> [Source material]
● ● ● ●

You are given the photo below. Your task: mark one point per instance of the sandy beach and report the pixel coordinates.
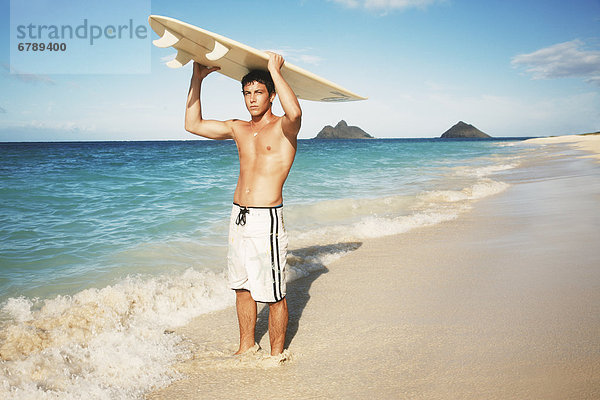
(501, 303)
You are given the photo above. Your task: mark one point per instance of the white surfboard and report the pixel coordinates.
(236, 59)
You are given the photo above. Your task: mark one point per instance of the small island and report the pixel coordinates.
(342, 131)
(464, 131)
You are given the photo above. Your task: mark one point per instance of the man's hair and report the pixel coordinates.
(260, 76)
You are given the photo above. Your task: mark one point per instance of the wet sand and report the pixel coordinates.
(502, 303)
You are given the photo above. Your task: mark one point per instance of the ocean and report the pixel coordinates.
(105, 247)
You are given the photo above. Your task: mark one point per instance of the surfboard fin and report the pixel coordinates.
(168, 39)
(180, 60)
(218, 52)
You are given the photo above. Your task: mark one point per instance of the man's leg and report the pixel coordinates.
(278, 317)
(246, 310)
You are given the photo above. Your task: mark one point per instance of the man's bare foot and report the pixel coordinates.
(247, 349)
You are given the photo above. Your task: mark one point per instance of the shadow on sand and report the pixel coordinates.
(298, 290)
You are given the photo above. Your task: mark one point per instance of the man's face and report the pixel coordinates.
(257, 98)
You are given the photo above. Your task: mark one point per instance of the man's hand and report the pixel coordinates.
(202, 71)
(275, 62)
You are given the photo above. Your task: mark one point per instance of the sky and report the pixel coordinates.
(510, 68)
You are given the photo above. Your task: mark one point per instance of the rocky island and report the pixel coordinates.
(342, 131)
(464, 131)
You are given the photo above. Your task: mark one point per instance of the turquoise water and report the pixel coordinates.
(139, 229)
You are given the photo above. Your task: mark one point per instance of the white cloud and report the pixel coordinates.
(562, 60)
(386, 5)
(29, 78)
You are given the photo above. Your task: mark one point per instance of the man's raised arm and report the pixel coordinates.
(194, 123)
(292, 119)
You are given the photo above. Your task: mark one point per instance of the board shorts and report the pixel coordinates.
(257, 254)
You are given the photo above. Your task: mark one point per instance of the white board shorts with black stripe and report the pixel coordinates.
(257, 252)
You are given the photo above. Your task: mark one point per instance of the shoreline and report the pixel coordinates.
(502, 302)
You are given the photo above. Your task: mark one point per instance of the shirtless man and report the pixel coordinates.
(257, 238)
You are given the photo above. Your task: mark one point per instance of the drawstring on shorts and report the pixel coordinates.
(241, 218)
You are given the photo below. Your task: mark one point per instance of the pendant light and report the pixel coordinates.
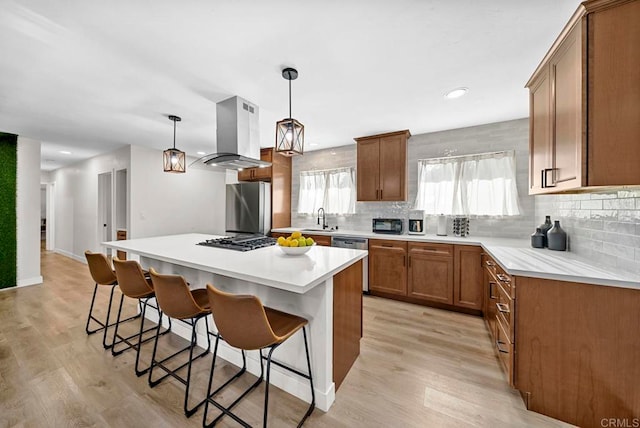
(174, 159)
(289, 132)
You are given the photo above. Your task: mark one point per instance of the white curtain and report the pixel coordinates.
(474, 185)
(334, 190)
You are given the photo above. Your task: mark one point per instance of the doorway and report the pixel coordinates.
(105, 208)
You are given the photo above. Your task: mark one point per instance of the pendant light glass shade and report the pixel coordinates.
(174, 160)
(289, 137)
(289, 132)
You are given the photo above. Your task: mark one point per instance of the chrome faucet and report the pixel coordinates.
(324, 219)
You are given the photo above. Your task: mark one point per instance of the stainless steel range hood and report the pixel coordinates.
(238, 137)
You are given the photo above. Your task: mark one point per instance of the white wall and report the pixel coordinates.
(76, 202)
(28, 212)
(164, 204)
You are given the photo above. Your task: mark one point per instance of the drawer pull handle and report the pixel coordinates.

● ● ● ●

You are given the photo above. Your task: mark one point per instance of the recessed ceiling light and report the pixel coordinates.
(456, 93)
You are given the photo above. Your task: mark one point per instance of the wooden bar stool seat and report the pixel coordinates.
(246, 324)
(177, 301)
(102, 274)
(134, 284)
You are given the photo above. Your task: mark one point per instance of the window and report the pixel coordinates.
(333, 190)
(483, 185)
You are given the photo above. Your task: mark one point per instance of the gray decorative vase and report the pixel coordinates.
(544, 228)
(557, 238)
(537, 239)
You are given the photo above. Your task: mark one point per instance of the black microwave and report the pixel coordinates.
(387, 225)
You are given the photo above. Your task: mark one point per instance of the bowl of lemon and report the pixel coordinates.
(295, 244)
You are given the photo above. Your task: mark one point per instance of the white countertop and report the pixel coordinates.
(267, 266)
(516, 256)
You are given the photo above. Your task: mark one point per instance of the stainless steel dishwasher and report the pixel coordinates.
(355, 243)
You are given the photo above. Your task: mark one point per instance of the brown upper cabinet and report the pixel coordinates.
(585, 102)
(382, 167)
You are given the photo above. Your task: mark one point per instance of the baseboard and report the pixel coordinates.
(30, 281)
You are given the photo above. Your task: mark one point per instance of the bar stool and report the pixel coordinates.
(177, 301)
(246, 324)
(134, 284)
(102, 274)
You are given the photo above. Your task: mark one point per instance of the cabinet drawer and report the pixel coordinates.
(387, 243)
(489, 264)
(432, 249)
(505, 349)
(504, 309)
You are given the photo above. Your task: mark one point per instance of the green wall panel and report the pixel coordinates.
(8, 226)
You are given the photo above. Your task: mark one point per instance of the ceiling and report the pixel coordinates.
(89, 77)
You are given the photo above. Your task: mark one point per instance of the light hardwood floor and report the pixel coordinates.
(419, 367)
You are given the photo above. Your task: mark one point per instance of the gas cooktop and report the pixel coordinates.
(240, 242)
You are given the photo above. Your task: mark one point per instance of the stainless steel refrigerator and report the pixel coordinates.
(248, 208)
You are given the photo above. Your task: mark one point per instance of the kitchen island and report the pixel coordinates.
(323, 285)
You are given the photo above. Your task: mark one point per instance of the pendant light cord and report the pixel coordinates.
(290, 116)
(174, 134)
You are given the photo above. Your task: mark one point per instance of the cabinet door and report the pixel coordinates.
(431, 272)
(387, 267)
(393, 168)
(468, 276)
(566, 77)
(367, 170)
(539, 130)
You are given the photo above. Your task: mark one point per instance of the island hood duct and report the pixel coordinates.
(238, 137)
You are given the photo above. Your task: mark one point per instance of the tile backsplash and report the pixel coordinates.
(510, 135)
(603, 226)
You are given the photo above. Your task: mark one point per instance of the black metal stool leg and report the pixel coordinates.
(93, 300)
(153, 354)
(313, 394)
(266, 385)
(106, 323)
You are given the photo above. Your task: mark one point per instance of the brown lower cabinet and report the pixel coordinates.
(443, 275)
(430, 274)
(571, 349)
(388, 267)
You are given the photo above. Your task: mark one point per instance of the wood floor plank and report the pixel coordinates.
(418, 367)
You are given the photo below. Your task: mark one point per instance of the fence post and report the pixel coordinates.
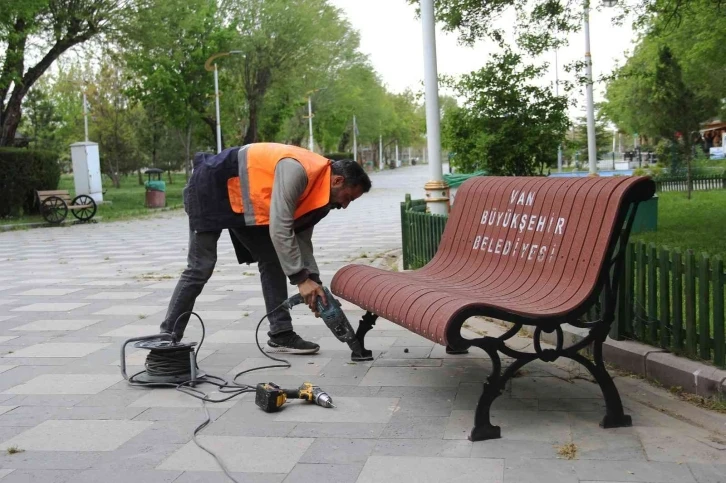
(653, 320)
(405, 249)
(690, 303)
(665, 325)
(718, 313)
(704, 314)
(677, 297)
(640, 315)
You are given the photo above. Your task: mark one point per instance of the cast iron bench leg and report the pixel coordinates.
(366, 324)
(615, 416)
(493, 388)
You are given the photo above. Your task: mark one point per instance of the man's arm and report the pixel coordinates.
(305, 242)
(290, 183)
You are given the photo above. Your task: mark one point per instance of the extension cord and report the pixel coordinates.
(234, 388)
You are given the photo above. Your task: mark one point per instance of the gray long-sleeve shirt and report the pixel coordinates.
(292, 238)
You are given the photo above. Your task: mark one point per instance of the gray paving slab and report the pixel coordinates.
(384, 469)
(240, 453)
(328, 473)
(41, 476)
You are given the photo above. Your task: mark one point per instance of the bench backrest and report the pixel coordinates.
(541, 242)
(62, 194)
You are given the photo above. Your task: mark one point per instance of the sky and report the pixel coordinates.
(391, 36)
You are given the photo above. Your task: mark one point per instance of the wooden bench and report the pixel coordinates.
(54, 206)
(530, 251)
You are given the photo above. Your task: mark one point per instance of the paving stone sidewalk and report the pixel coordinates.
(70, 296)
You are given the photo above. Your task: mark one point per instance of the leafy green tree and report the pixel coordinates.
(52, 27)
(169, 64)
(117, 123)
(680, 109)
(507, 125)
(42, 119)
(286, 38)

● ● ● ●

> [Assignment] Extract from the records above the lines from the one containing "wall and report the pixel coordinates." to the one containing "handle and report the pixel coordinates.", both lines included, exactly as they appear and with nothing else.

> [Response for this exercise]
You are given the photo above. Your task: mark one point per instance of the white wall and report the pixel coordinates.
(76, 202)
(28, 212)
(164, 204)
You are given the photo above. Your task: mark one point per instance of the drawer pull handle and report the pixel coordinates.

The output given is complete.